THE REQUEST: Take the line that has "drawn like (279,189)." in it and every line after it to the end of the entries, and reproduce them exactly.

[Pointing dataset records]
════════════════════

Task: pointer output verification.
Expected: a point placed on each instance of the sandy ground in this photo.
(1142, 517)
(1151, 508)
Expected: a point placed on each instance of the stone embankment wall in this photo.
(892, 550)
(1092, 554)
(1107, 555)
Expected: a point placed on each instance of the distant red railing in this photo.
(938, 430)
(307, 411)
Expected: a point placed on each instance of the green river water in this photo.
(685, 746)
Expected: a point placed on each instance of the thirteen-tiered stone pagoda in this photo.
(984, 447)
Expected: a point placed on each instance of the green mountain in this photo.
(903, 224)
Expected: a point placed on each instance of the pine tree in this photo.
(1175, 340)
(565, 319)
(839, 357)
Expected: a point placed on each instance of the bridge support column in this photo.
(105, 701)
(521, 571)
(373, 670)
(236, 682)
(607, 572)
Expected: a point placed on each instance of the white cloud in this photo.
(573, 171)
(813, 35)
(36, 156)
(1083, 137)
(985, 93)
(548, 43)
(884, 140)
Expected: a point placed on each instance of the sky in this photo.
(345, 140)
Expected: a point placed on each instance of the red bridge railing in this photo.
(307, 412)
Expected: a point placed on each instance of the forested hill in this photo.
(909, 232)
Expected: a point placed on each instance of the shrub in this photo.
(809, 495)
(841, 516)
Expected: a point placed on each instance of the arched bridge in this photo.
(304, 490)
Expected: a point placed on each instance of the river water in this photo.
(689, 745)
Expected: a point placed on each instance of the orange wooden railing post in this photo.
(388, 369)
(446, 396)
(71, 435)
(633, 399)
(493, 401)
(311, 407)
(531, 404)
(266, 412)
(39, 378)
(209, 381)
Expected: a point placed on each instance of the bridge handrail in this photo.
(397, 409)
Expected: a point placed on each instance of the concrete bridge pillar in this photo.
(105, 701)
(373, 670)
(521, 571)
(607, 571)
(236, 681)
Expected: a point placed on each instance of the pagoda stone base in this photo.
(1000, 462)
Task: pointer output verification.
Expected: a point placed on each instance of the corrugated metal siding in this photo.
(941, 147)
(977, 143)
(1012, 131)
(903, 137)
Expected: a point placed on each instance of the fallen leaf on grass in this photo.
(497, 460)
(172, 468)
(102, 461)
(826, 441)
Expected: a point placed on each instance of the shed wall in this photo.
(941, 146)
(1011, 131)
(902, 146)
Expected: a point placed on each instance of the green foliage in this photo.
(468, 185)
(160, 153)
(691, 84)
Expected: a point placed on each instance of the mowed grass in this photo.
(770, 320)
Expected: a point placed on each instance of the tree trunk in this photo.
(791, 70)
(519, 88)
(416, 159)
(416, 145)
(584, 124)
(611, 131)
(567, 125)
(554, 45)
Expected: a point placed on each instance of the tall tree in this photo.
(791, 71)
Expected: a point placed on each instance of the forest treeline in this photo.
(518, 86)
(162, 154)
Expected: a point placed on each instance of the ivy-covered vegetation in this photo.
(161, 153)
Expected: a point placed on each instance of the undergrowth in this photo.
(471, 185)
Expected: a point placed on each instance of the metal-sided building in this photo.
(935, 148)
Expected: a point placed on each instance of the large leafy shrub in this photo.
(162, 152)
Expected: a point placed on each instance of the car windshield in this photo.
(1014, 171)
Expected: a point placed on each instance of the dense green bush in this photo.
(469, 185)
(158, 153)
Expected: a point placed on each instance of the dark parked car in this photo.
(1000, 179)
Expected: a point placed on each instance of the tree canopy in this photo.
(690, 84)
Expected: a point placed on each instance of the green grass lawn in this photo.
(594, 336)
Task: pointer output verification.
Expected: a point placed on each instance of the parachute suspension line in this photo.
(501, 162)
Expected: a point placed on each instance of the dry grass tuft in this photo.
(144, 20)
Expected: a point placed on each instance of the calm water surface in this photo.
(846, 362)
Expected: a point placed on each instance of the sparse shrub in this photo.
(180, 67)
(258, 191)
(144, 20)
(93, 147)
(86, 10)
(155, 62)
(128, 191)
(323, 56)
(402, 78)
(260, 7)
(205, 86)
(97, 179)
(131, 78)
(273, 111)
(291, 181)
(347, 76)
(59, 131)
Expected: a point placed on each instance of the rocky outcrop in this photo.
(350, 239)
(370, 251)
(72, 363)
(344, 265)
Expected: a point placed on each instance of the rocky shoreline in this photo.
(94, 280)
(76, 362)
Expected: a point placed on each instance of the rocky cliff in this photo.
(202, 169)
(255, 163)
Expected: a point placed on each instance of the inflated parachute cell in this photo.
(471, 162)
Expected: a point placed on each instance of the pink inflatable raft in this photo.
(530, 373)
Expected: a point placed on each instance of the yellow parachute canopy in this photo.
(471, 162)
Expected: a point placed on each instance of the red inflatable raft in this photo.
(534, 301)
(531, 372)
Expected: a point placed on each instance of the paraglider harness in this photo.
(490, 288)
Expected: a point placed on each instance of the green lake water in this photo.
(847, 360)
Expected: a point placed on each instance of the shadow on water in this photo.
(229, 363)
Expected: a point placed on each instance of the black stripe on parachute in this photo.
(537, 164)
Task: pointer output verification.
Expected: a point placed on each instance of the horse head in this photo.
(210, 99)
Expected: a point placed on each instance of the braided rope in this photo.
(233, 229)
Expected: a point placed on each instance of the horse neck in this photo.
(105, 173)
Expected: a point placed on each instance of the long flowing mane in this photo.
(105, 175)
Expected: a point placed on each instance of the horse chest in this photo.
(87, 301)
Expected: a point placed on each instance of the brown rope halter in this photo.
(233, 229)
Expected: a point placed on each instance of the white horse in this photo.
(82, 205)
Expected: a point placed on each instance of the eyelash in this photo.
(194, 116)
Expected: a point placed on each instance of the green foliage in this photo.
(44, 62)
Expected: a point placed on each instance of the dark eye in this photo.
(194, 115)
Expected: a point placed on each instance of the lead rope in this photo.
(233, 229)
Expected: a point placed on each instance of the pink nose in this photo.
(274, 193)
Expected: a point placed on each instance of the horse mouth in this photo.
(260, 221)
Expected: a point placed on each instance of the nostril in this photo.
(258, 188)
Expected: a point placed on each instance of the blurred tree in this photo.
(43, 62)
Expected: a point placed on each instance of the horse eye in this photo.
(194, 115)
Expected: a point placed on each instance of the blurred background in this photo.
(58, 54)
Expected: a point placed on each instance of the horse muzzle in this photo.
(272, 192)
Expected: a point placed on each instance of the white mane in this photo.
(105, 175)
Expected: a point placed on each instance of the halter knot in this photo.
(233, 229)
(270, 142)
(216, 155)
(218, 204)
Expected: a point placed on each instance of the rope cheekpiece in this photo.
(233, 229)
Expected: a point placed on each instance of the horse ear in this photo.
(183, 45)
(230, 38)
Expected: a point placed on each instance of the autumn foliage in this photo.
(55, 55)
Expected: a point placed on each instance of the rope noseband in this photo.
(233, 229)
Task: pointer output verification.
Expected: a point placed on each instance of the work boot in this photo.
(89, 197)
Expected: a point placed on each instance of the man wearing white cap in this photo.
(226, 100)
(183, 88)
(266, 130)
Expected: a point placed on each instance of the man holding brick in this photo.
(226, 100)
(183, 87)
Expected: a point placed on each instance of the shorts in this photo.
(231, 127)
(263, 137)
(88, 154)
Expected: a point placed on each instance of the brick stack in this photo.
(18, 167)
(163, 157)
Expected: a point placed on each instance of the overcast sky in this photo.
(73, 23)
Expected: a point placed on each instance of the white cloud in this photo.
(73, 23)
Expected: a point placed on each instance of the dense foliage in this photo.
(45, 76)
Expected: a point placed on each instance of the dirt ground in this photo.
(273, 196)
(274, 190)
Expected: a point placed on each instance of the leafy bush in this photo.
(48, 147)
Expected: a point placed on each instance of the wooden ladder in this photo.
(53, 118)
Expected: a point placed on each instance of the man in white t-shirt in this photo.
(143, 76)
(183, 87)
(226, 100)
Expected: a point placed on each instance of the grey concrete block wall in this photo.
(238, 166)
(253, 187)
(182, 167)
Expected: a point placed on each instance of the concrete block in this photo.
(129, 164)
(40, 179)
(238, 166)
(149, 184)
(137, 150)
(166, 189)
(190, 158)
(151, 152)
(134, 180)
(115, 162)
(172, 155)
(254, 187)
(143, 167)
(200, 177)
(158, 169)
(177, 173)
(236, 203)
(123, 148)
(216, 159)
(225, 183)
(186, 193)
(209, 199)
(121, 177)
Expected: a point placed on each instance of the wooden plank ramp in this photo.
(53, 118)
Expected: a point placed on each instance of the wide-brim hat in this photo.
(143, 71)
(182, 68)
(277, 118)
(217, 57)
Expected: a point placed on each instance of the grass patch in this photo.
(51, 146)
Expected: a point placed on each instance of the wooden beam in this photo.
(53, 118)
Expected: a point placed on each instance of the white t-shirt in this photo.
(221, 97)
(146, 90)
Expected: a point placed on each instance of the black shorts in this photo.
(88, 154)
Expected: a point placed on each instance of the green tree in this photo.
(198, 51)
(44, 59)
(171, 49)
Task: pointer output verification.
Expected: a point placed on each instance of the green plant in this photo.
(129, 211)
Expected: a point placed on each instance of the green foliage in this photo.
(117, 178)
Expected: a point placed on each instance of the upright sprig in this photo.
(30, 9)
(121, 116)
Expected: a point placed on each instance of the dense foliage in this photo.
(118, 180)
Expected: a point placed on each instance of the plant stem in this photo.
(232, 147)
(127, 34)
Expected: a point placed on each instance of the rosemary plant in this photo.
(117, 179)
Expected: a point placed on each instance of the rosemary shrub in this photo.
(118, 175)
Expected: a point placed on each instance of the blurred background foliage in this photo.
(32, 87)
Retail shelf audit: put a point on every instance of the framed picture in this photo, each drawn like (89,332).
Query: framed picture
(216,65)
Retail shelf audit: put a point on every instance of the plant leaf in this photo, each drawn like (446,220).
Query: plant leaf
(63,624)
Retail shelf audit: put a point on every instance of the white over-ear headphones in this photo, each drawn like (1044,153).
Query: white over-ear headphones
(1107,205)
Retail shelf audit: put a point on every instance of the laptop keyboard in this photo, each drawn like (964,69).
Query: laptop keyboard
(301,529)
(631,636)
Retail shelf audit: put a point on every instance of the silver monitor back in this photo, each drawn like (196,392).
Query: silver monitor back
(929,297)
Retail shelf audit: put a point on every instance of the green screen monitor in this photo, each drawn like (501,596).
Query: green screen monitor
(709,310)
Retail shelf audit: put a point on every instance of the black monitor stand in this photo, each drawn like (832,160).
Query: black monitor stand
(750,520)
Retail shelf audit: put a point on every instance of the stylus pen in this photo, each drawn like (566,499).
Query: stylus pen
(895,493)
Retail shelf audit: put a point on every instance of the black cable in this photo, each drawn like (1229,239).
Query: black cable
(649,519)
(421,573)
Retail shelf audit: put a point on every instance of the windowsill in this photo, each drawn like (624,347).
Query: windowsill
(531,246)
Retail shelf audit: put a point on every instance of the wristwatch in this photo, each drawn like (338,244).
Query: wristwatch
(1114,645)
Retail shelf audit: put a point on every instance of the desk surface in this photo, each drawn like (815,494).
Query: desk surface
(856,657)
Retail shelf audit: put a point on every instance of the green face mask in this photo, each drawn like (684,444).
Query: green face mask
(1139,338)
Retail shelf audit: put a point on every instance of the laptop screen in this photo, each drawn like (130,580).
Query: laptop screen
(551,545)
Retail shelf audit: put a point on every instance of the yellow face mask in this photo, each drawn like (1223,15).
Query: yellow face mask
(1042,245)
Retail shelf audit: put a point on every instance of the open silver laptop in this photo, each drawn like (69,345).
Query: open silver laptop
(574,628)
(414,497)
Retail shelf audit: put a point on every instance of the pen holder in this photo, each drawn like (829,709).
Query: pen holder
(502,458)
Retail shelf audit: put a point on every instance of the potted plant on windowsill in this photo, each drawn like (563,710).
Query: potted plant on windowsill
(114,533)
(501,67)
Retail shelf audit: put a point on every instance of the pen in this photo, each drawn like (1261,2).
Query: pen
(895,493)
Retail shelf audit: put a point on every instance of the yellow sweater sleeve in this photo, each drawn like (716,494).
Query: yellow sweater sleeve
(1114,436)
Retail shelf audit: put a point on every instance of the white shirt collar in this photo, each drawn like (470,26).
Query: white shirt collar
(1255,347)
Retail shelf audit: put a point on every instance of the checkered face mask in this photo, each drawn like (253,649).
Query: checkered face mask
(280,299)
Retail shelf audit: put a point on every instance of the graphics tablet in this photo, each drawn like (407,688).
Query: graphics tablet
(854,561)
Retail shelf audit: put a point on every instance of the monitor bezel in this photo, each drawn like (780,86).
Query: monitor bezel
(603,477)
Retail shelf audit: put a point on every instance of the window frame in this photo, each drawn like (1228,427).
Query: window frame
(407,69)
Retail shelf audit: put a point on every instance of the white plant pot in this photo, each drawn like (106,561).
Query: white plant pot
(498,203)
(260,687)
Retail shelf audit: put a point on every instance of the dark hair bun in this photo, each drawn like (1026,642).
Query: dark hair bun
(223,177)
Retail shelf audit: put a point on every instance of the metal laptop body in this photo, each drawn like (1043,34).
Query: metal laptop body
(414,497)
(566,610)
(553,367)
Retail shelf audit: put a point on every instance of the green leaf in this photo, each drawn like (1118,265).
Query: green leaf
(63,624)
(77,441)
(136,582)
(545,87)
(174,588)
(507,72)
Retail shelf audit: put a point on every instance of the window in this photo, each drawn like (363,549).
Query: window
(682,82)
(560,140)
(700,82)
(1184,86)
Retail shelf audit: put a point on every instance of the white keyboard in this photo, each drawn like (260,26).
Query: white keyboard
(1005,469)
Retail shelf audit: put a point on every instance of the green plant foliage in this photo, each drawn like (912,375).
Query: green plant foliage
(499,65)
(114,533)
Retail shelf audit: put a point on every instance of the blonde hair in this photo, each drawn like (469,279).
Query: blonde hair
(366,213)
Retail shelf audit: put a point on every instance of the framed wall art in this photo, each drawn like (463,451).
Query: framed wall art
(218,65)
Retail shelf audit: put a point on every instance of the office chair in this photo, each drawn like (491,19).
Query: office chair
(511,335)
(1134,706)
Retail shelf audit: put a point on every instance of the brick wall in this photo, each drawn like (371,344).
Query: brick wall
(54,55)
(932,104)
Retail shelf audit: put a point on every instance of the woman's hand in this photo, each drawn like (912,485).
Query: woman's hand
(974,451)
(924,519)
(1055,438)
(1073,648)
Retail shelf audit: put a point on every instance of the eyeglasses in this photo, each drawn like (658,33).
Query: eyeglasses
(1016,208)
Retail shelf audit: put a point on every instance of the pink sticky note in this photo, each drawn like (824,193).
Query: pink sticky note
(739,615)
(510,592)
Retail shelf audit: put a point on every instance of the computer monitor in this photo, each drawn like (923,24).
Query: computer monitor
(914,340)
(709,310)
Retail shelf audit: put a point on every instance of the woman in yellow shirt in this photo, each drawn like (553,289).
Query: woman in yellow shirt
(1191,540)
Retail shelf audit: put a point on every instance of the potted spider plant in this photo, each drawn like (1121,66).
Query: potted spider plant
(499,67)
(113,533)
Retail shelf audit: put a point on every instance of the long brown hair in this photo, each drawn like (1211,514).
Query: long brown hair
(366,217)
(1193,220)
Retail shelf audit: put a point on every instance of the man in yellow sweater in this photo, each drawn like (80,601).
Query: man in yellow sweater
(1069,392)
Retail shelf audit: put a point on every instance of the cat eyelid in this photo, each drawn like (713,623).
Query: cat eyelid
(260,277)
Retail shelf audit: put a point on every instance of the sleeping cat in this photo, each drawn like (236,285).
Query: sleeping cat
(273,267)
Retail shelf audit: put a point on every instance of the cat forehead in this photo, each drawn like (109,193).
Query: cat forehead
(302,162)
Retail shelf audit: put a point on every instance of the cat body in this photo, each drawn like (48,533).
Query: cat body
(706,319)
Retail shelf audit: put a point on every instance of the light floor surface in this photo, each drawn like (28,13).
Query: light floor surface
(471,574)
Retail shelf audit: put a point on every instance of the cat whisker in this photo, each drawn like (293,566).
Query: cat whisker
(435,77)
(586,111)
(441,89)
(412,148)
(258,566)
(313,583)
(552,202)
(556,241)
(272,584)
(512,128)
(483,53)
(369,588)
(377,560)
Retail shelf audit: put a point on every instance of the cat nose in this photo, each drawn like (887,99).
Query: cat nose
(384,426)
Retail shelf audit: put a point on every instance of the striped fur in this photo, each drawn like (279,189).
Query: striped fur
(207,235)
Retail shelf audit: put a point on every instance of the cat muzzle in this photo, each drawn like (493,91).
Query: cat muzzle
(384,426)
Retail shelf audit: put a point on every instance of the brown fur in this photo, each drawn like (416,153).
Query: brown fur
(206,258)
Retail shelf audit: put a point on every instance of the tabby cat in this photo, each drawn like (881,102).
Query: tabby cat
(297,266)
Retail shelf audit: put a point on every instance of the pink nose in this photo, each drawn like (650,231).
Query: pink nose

════════════════════

RESULT OF THE EXERCISE:
Retail shelf audit: put a point on every instance of the striped fur in this photo, each drawn like (279,189).
Query: striped fur
(207,235)
Retail shelf audit: put a point on every instance of the cat muzzle in this photo, each drawn like (493,91).
Query: cat muzzle
(384,426)
Retail shelf audit: put a point on every instance of the brown fur in this photo, each drawn like (416,153).
Query: brown fur
(206,258)
Retail shelf audit: put a point on every instance of the tabby cat in this photo, each drawn like (881,102).
Query: tabby cat
(297,266)
Retail shelf audit: put a point on every instance of the pink nose in this photo, each drawn like (650,231).
Query: pink nose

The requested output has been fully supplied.